PETIT EXERCICE 1 => Renvoie chaque ligne des enregistrements qui contient le mot « building ». Les majuscules et les minuscules comptent.

TEXTE DE LA PAGE =>
··········

Ah ! cette fois, nous y sommes ; c’est un lyrique ! Vous vous trompez encore. N’attendez pas de lui ces apostrophes éperdues aux forces de la nature, aux puissances du ciel, à la femme perfide, source de toutes joies et de toutes douleurs. Le poète lyrique n’hésite point à se frapper à cœur, où est le génie. Il plane entre ciel et terre, plus près de celui-là que de celle-ci. Rien de cela dans l’œuvre de Renard. Rappelons-nous les deux Mme Vemet, même celle de Monsieur Vernet , les deux Blanche de la Maîtresse et du Plaisir de Rompre, Marthe, du Pain de Ménage. Mais, lyrique, il l'est à sa manière, si l'on entend par là qu'il ait fini par se laisser émouvoir par la souffrance humaine et par la beauté souvent mélancolique des paysages.

··········

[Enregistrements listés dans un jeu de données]
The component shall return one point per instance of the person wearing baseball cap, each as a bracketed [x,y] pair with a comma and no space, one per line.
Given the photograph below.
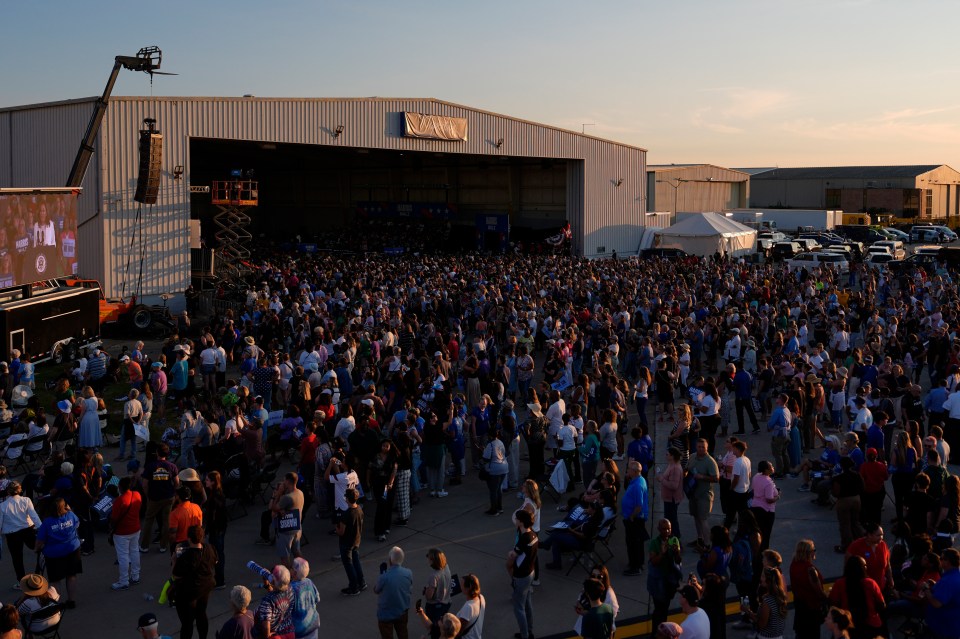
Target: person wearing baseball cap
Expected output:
[37,595]
[149,627]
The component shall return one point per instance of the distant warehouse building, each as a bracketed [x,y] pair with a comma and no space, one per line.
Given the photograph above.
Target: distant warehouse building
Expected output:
[928,191]
[696,188]
[321,164]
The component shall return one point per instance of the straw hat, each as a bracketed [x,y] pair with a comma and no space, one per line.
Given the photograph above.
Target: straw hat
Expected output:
[34,585]
[188,474]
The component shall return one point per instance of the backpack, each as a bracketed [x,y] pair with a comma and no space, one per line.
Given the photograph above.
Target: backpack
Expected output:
[537,433]
[741,562]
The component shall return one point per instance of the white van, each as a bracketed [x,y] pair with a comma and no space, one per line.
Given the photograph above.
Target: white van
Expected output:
[895,246]
[836,261]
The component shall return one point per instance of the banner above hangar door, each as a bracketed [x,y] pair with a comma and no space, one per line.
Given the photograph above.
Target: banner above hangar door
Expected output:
[434,127]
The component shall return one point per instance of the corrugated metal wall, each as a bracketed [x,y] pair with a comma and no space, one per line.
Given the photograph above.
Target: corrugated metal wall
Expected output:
[37,148]
[601,213]
[689,189]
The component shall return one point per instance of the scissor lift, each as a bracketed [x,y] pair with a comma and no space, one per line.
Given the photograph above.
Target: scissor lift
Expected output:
[234,198]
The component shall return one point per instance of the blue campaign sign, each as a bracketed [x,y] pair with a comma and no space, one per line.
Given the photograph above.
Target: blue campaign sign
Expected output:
[409,210]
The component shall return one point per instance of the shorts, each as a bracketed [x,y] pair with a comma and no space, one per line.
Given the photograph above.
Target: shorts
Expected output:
[59,568]
[288,545]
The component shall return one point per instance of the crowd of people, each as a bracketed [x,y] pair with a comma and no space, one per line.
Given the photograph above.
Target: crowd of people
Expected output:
[388,379]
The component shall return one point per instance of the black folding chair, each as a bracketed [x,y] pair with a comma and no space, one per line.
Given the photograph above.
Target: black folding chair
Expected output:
[40,455]
[588,557]
[43,614]
[20,460]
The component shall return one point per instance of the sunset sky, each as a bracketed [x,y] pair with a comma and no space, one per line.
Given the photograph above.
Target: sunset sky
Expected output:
[741,83]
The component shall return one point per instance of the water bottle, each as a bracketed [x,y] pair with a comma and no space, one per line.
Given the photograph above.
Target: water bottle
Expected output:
[260,570]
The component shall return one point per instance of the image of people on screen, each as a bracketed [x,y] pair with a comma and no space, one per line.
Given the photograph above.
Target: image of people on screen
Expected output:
[44,229]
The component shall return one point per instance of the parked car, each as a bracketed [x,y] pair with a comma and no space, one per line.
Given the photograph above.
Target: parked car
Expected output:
[879,248]
[926,261]
[856,249]
[860,233]
[808,243]
[839,249]
[944,232]
[670,253]
[785,250]
[812,260]
[878,259]
[897,234]
[895,246]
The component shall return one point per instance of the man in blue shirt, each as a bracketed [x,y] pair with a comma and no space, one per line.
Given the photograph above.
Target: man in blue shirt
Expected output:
[779,426]
[943,598]
[933,403]
[743,394]
[875,432]
[394,586]
[635,510]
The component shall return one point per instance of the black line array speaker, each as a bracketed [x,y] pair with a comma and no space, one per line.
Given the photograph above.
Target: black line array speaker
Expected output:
[148,179]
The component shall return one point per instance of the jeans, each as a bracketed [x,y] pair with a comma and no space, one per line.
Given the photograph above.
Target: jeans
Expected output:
[15,542]
[781,457]
[124,438]
[128,557]
[193,611]
[154,508]
[670,512]
[218,541]
[416,461]
[636,536]
[523,604]
[390,625]
[513,463]
[435,478]
[350,557]
[494,484]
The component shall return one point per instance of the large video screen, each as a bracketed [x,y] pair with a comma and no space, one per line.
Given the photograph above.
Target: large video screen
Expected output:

··········

PETIT EXERCICE 2 => Dans le texte sur Renard, affiche tout ce qui va de « Ah ! cette fois, nous » jusqu'à « mélancolique des paysages. », sans rien y changer.

RÉPONSE ÉCRITE 1 =>
The component shall return one point per instance of the distant warehouse building, each as a bracketed [x,y] pair with a comma and no space, one per line.
Target: distant warehouse building

RÉPONSE ÉCRITE 2 =>
Ah ! cette fois, nous y sommes ; c’est un lyrique ! Vous vous trompez encore. N’attendez pas de lui ces apostrophes éperdues aux forces de la nature, aux puissances du ciel, à la femme perfide, source de toutes joies et de toutes douleurs. Le poète lyrique n’hésite point à se frapper à cœur, où est le génie. Il plane entre ciel et terre, plus près de celui-là que de celle-ci. Rien de cela dans l’œuvre de Renard. Rappelons-nous les deux Mme Vemet, même celle de Monsieur Vernet , les deux Blanche de la Maîtresse et du Plaisir de Rompre, Marthe, du Pain de Ménage. Mais, lyrique, il l'est à sa manière, si l'on entend par là qu'il ait fini par se laisser émouvoir par la souffrance humaine et par la beauté souvent mélancolique des paysages.